▶ **Activity**
Up to and including the line containing "Put a point on the white wall, one", set down each line of the entries below exactly, starting from the first, and leave out the rest.

▶ **Listed records**
• • •

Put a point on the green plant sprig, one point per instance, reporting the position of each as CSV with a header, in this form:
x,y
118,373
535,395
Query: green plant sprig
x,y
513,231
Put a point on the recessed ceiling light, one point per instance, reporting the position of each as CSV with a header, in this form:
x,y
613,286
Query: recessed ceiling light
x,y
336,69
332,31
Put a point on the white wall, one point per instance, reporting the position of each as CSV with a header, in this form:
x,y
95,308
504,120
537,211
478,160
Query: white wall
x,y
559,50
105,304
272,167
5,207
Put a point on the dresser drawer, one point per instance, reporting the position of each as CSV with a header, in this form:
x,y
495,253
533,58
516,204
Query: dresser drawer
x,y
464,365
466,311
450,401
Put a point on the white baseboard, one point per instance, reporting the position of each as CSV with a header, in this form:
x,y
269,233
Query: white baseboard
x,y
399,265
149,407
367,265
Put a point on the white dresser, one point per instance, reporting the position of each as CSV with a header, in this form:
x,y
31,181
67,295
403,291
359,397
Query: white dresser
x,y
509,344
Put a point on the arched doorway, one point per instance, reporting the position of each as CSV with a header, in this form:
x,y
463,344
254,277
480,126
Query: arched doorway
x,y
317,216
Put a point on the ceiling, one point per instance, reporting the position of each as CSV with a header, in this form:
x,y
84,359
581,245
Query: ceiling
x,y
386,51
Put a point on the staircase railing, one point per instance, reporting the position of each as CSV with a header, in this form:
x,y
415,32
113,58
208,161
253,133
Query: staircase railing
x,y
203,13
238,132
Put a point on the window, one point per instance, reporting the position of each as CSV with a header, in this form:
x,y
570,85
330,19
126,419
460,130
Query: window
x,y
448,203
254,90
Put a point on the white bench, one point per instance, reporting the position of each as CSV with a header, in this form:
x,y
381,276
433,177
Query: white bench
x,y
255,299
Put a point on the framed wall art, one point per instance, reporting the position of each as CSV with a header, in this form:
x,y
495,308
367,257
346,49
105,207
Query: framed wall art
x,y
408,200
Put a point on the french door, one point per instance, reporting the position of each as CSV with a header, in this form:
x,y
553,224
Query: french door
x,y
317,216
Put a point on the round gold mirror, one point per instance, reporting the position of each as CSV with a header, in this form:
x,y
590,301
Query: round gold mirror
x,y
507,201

• • •

▶ **Response to this task**
Put a point on the green plant sprig, one point per instance, reporting the position of each as CSV with a header, in this form:
x,y
118,373
535,395
Query: green plant sprig
x,y
513,231
Put a point on the recessed ceiling light, one point per instance, reporting the position of each as CSV with a header, in this form:
x,y
613,286
Query: recessed ceiling light
x,y
336,69
332,31
Put a point on the white wall, one point per instance, reporting the position of each as CSV with a header, in this form:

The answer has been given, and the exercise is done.